> DATA FOR THIS EXERCISE

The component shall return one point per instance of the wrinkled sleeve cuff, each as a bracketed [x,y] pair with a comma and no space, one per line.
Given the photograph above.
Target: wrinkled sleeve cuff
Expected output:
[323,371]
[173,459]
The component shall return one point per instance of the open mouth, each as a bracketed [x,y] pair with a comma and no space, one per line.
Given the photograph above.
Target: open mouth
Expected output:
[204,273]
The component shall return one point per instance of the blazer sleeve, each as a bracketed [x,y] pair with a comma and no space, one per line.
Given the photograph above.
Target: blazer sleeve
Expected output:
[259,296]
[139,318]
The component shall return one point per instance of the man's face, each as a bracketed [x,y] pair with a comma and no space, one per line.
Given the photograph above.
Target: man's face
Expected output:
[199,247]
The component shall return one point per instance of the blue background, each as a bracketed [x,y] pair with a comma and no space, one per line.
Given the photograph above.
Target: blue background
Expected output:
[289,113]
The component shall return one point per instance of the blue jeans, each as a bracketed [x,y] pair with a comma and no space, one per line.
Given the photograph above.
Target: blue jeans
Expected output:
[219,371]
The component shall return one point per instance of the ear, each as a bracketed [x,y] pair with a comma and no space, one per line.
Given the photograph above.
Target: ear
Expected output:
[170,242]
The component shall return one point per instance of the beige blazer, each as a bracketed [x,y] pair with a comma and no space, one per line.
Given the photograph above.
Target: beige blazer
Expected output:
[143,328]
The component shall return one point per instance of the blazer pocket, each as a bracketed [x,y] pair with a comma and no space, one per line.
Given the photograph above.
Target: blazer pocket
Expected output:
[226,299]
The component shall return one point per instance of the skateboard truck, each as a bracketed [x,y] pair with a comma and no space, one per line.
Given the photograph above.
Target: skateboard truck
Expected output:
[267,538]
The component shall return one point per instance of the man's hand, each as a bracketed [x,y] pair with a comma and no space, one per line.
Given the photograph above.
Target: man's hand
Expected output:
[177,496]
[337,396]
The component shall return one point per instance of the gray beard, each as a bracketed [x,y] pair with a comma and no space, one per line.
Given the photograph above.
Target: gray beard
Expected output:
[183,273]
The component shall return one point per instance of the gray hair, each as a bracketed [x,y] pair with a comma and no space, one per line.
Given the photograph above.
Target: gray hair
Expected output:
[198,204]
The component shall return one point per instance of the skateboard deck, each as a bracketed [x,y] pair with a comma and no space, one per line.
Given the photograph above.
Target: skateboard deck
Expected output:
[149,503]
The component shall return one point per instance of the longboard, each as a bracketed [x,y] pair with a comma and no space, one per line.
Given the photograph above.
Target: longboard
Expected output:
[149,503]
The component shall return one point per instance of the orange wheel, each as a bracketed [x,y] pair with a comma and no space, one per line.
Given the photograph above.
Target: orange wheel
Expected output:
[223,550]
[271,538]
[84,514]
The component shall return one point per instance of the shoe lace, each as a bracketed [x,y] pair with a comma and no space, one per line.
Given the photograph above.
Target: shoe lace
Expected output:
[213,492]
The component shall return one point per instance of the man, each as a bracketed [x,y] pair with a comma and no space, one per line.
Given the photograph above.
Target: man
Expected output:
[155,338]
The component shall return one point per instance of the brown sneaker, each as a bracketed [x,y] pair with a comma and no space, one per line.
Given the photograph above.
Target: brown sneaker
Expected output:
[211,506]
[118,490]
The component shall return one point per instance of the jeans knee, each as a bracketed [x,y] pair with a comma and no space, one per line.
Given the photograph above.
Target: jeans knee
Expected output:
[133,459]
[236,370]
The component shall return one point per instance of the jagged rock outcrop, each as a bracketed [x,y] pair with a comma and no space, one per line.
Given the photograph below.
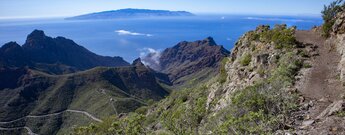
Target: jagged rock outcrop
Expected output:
[338,39]
[48,54]
[190,58]
[101,92]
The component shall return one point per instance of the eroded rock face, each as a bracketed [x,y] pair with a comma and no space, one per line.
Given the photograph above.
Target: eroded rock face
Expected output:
[188,58]
[338,38]
[262,57]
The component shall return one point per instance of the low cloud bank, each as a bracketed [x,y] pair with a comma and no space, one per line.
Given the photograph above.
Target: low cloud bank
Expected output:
[125,32]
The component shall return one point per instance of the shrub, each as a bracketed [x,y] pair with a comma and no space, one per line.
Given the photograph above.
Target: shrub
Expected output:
[262,108]
[328,14]
[246,59]
[223,74]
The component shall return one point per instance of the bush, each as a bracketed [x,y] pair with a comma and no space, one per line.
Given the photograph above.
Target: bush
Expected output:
[328,14]
[246,59]
[262,108]
[223,74]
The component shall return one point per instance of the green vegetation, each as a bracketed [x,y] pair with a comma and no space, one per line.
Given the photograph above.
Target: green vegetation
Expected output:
[328,14]
[180,113]
[281,36]
[246,59]
[263,107]
[131,125]
[223,74]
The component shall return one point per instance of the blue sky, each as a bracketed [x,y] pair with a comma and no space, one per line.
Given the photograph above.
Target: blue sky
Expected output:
[55,8]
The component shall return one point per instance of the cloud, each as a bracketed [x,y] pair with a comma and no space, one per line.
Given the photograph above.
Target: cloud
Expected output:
[125,32]
[276,19]
[150,57]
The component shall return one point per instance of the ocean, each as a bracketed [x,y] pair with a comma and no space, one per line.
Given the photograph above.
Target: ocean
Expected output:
[130,38]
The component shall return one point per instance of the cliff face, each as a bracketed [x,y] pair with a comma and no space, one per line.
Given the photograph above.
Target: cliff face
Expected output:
[190,60]
[58,101]
[53,55]
[338,38]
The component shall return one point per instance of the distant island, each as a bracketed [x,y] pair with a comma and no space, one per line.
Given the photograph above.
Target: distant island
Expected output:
[130,13]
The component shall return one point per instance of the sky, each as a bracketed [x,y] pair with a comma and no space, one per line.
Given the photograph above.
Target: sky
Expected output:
[63,8]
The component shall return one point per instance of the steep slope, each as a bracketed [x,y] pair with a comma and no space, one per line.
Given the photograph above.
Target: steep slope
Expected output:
[257,96]
[323,85]
[188,61]
[50,104]
[48,54]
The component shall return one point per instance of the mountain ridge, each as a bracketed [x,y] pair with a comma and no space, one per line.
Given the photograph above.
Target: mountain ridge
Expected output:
[130,13]
[41,51]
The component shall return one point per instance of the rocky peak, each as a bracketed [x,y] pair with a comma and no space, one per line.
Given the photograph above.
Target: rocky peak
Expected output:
[10,46]
[208,41]
[36,39]
[137,62]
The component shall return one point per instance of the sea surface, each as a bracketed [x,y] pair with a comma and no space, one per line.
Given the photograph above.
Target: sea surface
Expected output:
[130,38]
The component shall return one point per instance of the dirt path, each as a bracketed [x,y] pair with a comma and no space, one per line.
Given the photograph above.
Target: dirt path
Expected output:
[322,84]
[26,128]
[46,115]
[323,77]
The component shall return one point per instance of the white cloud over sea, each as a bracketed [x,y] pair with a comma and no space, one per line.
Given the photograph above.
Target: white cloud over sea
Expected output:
[125,32]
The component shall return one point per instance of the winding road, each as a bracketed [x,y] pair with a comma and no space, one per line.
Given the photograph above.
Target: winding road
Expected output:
[46,115]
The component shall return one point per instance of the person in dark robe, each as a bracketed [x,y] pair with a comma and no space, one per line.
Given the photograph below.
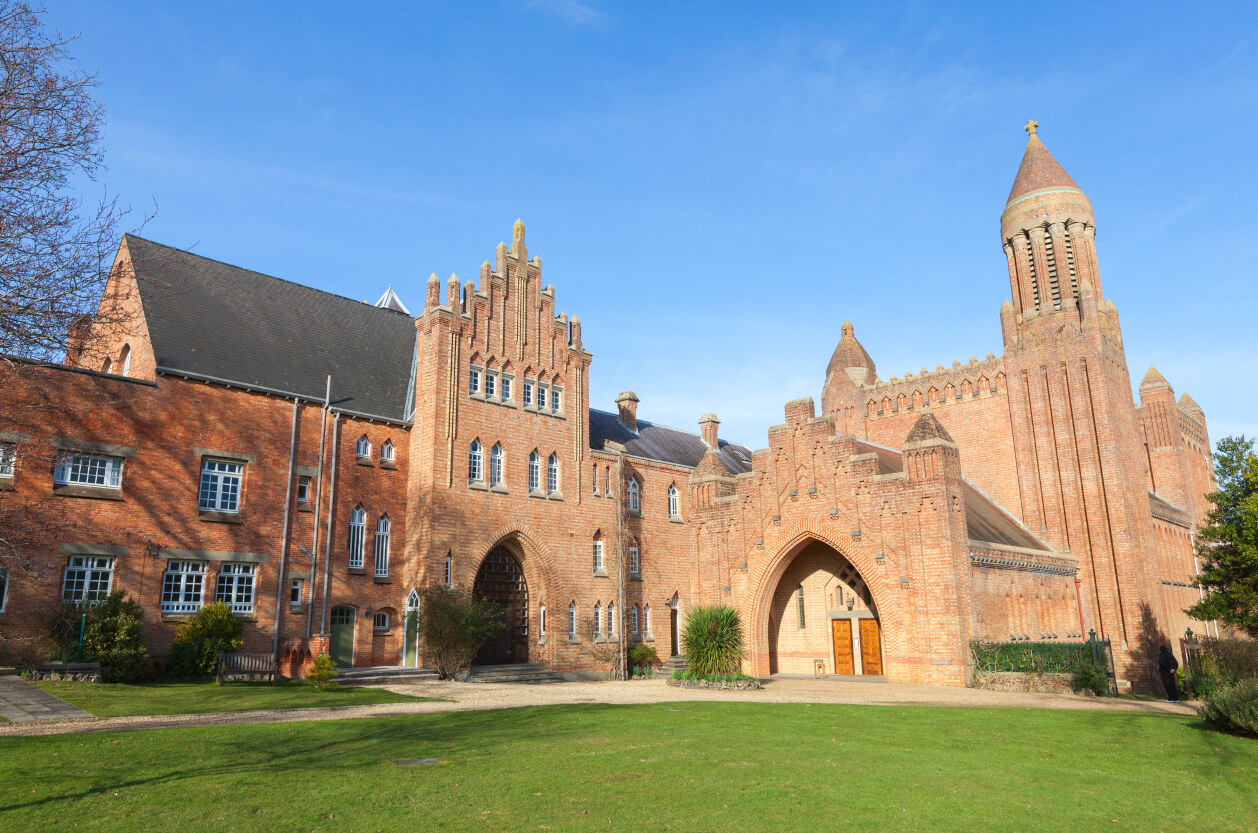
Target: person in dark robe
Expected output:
[1166,666]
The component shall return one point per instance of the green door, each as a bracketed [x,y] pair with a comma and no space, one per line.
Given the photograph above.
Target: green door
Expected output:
[342,636]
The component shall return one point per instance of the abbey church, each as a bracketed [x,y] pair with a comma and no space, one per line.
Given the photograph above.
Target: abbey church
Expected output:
[313,461]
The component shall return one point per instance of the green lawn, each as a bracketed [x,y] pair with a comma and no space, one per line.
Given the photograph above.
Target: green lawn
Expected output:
[687,766]
[116,700]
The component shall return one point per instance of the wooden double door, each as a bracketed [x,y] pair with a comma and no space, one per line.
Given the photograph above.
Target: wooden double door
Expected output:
[871,647]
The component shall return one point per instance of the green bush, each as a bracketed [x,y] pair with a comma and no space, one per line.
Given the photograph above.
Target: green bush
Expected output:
[322,675]
[712,639]
[199,639]
[640,656]
[1233,707]
[113,639]
[1088,676]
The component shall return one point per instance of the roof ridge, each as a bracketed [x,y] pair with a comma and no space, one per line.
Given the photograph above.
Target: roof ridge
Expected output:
[262,274]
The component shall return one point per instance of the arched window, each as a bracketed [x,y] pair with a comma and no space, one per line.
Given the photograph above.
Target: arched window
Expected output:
[357,536]
[552,475]
[496,464]
[383,527]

> WHAT YOU SHOULD DO
Each line from the one containing "green bush, each" to the end of the listing above should be copied exactly, and nothing else.

> ANSWER TO THE TASK
The component shall return one point per instance of the green bush, each as a bracketed [x,y] pair with a comma and no space, one per line.
Given the photograph above.
Target: green bush
Expected output:
[322,675]
[712,639]
[199,639]
[640,656]
[1233,707]
[113,639]
[1088,676]
The component shall return one point per instance of the roof ridge, each as a bracketed [x,y] pair with a comma and no space, one per line.
Given the photograph above.
Target: roof ridge
Expected output:
[262,274]
The component shall return one point per instance of the arched window, each as a bracketed [x,y] pair with a comma and no space, one per line.
Given the photograph above.
Target: arched window
Expected output:
[357,536]
[552,475]
[496,464]
[383,527]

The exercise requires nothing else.